## [Dataset rows]

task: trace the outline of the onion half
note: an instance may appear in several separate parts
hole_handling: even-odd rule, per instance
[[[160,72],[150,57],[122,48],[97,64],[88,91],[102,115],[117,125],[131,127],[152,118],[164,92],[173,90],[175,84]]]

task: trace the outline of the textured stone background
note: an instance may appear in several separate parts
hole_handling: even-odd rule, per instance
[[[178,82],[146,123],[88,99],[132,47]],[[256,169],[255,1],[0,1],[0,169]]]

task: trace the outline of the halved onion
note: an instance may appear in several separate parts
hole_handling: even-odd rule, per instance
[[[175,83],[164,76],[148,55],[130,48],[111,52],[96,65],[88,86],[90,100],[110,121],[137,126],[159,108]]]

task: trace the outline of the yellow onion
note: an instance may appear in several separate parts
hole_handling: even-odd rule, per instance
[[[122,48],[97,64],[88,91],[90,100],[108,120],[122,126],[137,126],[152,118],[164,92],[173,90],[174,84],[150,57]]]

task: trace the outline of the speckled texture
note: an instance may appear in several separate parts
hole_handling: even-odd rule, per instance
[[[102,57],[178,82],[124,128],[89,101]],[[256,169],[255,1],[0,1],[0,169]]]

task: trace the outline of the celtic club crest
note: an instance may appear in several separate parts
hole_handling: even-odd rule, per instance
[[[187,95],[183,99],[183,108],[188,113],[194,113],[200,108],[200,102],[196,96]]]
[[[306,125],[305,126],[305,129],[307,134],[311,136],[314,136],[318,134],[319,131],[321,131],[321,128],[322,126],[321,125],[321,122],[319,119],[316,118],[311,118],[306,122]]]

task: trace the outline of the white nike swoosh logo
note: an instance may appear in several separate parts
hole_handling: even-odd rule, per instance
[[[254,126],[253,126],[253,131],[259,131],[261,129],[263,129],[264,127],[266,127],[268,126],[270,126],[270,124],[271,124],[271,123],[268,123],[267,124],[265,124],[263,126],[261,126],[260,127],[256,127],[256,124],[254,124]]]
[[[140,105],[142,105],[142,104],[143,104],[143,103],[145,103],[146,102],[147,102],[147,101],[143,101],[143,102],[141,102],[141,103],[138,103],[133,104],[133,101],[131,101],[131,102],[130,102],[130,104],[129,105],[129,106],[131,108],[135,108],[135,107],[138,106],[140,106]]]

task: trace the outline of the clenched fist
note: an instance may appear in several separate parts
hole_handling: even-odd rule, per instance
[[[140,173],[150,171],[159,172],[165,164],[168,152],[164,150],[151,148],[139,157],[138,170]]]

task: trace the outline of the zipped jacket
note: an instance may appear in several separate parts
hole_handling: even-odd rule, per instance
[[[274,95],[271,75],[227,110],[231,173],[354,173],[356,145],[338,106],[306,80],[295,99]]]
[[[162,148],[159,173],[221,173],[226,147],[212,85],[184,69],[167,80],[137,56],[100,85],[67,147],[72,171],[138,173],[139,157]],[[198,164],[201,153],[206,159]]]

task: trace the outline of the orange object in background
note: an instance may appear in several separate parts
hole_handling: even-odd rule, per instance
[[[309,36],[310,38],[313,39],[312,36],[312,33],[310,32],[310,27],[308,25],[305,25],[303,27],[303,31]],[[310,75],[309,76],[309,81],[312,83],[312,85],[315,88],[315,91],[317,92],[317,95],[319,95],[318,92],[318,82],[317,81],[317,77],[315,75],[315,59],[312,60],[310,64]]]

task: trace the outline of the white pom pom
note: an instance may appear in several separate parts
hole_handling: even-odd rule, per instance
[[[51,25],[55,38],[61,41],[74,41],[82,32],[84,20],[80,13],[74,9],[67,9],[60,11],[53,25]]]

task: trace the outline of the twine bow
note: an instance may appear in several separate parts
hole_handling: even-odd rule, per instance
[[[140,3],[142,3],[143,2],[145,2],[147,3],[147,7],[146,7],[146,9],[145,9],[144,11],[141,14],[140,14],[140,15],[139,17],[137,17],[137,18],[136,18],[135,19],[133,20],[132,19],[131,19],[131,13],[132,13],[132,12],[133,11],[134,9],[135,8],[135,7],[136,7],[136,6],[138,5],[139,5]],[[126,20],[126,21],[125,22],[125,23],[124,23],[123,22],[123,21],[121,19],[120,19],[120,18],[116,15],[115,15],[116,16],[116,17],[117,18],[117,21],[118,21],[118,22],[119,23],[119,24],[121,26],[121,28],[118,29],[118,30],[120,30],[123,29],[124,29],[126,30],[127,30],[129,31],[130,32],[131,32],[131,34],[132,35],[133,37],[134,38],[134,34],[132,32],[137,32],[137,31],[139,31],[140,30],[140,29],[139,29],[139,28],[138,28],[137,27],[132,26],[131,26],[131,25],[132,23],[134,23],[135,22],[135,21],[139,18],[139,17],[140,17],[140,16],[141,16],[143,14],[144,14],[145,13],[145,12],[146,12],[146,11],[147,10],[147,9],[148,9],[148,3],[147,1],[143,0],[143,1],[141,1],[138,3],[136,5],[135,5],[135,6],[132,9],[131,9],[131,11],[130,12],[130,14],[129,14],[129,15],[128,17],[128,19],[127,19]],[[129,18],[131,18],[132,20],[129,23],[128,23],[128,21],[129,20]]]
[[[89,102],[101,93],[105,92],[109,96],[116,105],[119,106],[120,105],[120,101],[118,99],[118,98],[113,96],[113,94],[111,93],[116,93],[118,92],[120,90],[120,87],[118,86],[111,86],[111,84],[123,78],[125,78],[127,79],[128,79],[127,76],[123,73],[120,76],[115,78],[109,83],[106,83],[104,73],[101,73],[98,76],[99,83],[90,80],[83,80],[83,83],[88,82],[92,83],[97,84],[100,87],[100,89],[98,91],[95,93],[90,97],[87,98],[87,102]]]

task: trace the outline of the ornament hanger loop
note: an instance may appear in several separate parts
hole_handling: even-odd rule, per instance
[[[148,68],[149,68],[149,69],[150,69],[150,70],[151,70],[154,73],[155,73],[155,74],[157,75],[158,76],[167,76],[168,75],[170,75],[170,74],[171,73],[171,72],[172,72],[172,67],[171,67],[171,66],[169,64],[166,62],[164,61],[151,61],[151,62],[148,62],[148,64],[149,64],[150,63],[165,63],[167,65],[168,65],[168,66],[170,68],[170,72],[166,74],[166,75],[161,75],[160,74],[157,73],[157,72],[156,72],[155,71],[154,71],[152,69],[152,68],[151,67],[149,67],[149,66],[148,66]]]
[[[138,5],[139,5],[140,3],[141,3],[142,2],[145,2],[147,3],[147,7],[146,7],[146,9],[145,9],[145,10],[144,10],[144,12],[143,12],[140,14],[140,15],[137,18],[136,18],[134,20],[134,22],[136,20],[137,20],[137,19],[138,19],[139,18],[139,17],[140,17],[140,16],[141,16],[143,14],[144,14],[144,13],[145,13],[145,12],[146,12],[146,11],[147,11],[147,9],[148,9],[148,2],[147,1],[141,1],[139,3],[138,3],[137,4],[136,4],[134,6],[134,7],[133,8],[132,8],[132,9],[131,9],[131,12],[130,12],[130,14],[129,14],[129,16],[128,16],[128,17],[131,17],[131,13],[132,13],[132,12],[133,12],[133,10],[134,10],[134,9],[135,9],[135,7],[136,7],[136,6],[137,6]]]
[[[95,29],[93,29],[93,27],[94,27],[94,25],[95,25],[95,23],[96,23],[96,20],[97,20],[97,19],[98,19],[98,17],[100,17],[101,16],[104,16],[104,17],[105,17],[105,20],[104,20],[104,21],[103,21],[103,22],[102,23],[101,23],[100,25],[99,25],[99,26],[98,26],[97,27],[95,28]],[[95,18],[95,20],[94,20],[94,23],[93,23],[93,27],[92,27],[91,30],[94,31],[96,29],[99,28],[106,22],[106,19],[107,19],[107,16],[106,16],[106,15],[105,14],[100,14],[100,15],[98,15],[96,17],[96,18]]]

## [Exercise details]
Find every line above that contains the word "white" with the same capitalization, and copy each of those lines.

## [Response below]
task: trace the outline of the white nike swoosh logo
task: trace the outline of the white pom pom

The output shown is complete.